CONSIGNA:
Continúa el texto sobre la puesta en escena de Las Troyanas a partir de su última oración.

TEXTO PARA LEER:
_ _ _ _ _ _ _
Es fácil estar en contra de la guerra. Rápidamente surge en la mayoría de las personas un sentimiento hostil contra las masacres. Sin embargo, es difícil imaginar una guerra. Para quienes no las han vivido de manera directa, sino por la televisión, la guerra es un argumento de aventuras. Es algo lejano, que pasó hace mucho o que sucede en tierras lejanas. (No hace mucho tiempo, históricamente hablando, los argentinos hemos pasado por una guerra, ya está olvidada. La hemos depositado en los libros de historia o en algún documental de canal por cable.)
Pero las guerras siguen ahí, siempre a punto de hacer estallar el planeta por los aires. Destruyendo personas, edificios, culturas, valores. Por eso queremos hacer Las Troyanas, de Eurípides, en versión de Jean Paul Sartre. Para no olvidarnos de que la guerra es un gesto feroz y malvado, pero en definitiva idiota, de esto que llamamos la Humanidad.
Rubén Szuchmacher
Con la violencia de un huracán o el bramido de un alud, el lamento de Hécuba, su dolor y su furia, perforan los siglos y llegan hasta hoy, intactos, provocando las mismas compasión y solidaridad que despertaron dos mil quinientos años atrás. Víctima de la desolación que la humanidad se inflige reiteradamente a sí misma, despojada de su familia y su corona, entregada como esclava - lo mismo que sus compatriotas, únicas sobrevivientes de la masacre - al griego triunfador, la reina de Troya entona para siempre, en las palabras de Eurípides revisadas por Sartre, la suprema imprecación a los dioses: ¿ la guerra, la sangre, el inútil rechazo de diez años de asedio y la ciudad arrasada, todo por el capricho sensual de la bellísima y frívola Helena?
_ _ _ _ _ _ _
MATERIAL DADO:
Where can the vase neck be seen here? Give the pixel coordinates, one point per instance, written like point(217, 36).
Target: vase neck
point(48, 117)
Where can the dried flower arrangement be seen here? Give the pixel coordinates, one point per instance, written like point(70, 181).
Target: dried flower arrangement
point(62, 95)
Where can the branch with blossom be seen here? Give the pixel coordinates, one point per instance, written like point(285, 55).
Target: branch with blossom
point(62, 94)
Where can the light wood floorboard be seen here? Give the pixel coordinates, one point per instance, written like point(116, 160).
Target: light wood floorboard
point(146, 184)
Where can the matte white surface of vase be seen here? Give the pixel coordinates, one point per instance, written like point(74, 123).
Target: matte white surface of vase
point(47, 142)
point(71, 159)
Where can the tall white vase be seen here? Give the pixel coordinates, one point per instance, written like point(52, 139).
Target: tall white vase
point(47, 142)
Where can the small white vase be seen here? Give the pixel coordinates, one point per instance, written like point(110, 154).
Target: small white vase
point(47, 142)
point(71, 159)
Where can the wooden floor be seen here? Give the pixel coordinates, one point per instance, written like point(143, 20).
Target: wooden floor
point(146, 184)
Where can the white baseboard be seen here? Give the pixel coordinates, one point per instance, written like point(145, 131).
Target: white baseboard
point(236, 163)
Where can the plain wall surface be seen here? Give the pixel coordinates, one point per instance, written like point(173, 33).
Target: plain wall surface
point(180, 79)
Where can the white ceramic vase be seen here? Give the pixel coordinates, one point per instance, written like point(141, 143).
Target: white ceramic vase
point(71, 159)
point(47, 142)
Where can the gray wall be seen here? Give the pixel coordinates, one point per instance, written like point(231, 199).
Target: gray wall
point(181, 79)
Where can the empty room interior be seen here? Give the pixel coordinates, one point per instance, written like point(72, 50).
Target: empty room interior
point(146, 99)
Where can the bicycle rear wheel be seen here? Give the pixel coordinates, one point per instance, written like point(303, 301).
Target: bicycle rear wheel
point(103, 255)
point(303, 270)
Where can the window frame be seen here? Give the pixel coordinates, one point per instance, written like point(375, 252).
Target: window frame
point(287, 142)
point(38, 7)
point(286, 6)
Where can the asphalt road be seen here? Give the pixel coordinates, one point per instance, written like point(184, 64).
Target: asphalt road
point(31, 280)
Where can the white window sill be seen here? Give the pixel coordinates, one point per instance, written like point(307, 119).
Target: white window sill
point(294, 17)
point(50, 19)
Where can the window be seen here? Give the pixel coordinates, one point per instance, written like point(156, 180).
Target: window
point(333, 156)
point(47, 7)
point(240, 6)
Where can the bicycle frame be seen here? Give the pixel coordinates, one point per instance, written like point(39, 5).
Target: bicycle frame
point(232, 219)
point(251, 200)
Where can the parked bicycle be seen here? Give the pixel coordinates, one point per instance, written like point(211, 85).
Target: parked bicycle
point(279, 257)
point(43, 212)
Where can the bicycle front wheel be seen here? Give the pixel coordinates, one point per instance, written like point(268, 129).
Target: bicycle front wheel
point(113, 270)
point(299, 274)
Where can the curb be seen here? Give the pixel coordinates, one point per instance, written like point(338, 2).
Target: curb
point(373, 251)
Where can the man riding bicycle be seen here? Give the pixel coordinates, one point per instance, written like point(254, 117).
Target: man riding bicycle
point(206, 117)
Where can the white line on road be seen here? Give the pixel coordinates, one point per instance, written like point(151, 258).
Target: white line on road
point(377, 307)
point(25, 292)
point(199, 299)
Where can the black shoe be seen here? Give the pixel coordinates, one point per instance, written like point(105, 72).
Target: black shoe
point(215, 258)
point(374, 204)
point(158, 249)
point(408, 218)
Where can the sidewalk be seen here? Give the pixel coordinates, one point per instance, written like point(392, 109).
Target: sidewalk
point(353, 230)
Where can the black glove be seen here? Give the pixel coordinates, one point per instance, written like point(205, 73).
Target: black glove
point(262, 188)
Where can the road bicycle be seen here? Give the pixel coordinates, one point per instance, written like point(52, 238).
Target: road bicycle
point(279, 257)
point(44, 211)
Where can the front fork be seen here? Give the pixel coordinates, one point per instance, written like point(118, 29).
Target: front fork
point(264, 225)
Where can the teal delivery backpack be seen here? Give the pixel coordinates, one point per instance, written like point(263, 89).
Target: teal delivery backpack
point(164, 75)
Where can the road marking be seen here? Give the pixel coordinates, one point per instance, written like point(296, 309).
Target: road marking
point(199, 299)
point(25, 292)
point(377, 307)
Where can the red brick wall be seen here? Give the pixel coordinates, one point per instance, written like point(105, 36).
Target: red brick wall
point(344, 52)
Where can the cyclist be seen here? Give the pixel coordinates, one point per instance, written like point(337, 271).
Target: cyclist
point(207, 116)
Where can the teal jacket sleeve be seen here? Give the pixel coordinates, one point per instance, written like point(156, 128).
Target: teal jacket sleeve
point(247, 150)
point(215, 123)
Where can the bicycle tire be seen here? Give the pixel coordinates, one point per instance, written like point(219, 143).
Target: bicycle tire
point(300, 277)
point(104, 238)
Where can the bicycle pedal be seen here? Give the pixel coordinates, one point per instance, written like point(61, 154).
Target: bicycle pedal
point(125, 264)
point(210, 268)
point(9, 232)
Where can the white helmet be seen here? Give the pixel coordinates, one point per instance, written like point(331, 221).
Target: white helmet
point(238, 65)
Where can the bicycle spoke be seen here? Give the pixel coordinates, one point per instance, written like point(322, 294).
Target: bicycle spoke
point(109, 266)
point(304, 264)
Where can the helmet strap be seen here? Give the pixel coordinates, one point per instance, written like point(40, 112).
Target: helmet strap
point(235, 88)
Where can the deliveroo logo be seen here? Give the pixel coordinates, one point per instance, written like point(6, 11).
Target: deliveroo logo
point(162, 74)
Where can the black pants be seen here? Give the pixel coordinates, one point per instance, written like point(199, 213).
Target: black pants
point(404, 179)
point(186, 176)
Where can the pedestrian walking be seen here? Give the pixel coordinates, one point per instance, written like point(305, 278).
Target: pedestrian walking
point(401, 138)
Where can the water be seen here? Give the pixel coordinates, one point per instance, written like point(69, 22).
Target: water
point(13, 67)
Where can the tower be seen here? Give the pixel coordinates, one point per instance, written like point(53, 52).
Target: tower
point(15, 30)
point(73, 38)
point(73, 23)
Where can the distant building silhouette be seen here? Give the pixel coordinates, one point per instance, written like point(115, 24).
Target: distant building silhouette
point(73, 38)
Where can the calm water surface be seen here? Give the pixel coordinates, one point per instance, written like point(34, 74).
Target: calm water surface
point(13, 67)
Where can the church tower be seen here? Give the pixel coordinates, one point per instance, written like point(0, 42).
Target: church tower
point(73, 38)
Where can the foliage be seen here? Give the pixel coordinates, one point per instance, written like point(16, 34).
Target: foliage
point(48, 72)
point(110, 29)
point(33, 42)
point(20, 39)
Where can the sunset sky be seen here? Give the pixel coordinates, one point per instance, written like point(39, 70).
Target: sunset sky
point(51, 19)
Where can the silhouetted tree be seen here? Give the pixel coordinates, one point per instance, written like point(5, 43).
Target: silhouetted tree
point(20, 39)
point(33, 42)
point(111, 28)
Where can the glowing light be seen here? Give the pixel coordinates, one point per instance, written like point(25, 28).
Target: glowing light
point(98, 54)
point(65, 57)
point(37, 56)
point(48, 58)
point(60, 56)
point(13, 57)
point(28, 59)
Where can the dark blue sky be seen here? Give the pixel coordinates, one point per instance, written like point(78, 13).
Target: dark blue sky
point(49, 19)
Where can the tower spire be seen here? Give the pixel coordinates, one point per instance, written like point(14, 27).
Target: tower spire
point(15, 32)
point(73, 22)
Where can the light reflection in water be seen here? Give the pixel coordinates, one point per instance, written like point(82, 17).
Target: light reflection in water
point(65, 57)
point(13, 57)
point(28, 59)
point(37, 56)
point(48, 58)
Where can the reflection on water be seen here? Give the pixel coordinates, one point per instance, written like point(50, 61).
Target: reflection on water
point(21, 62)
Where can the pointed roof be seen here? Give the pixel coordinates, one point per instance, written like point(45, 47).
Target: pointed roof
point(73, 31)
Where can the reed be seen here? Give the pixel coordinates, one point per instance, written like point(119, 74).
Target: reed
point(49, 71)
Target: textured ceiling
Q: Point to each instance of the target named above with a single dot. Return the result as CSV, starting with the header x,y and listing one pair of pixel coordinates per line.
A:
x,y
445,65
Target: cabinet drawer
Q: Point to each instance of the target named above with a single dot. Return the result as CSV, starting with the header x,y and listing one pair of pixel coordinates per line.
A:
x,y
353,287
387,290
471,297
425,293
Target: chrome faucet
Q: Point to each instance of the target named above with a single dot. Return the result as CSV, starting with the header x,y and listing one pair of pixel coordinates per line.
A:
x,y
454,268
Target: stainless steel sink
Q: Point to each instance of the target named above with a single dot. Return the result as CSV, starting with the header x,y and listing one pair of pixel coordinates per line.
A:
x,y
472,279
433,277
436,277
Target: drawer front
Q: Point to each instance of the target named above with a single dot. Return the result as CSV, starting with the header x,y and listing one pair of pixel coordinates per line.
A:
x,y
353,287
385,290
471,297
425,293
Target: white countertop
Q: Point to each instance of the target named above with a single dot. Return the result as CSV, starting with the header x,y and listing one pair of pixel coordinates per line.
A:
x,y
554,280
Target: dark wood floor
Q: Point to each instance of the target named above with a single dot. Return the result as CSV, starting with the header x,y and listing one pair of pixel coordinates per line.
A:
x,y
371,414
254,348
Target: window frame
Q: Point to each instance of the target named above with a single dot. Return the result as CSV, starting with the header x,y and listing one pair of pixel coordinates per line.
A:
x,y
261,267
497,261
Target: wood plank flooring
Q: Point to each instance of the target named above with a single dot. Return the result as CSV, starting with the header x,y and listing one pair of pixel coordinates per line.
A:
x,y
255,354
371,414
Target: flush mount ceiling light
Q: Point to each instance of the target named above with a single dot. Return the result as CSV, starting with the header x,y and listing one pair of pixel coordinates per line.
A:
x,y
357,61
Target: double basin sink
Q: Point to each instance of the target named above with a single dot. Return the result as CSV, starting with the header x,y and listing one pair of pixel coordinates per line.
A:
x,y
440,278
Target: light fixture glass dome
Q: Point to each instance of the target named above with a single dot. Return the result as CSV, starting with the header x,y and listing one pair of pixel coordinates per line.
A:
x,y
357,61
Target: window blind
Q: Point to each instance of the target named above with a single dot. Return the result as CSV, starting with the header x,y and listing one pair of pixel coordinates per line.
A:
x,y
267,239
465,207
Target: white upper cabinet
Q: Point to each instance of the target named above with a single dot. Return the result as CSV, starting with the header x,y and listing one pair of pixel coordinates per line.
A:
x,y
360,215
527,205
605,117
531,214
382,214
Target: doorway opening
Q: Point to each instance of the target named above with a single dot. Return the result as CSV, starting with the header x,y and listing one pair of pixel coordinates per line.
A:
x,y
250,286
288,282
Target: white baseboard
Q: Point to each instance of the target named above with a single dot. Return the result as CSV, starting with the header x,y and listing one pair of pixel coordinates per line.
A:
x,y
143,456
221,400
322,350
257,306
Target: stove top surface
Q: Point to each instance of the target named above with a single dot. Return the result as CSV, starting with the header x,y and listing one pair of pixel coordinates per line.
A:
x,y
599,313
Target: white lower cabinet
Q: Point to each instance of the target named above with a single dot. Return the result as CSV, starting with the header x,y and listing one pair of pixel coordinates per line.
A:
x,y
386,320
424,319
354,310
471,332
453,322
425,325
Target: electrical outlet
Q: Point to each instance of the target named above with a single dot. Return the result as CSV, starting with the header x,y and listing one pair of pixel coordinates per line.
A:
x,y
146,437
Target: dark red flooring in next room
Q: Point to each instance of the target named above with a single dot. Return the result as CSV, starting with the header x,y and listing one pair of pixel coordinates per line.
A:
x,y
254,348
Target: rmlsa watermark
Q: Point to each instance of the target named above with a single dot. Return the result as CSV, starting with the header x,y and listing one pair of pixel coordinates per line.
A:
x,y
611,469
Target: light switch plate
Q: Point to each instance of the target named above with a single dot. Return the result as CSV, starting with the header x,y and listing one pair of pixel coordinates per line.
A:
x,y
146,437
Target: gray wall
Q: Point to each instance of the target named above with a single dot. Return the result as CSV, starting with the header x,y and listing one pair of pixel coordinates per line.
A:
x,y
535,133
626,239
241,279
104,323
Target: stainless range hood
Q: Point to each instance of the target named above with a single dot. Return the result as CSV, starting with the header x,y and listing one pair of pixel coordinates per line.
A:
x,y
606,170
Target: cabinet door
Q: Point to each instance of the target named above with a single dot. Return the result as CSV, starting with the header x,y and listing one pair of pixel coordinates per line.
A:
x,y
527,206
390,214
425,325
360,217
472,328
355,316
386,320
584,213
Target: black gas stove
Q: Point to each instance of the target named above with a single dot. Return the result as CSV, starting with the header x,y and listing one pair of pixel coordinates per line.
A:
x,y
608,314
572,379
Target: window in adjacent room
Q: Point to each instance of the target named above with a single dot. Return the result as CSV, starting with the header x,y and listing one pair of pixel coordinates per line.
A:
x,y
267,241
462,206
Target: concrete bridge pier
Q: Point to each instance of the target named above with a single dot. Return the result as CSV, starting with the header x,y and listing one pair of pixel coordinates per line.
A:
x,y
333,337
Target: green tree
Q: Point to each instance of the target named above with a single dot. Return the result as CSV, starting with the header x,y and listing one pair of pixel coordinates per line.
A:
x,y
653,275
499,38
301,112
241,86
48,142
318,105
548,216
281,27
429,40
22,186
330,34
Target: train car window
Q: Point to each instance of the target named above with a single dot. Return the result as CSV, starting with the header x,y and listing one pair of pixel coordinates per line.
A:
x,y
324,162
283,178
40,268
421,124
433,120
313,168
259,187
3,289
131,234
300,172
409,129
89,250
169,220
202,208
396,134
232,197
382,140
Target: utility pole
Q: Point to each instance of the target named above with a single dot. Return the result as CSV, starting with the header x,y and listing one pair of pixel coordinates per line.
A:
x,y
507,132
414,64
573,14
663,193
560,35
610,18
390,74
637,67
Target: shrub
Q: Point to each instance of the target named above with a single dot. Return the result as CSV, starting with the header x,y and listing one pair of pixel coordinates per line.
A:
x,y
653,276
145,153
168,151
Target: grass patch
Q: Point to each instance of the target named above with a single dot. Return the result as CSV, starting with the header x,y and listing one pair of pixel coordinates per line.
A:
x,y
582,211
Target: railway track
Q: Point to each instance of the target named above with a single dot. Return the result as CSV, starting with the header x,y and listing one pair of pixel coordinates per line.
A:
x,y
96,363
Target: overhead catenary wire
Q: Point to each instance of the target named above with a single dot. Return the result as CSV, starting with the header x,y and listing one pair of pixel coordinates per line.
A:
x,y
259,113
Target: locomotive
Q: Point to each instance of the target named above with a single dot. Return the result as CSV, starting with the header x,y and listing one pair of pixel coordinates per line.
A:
_ _ _ _ _ _ _
RESULTADO FINAL:
Donde Esquilo y Sófocles se someten al imprevisible designio del destino -sin cuya arbitrariedad no habría tragedia-, su sucesor, el tercero y último de los grandes trágicos griegos de la edad de oro, Eurípides (484-406 AC), se rebela contra lo irreparable. La falta de respuesta de los dioses, su ensañamiento inexplicable con los inocentes, engendran el pesimismo: no habrá piedad para estas mujeres que ya lo han perdido todo. Ni siquiera el pequeño Astianex, hijo de Héctor -el príncipe defensor de Troya, muerto por Aquiles- y de Andrómaca, vivirá: el vencedor no ha de permitir que subsista un solo pretendiente legítimo al trono de la comarca más próspera del Asia Menor.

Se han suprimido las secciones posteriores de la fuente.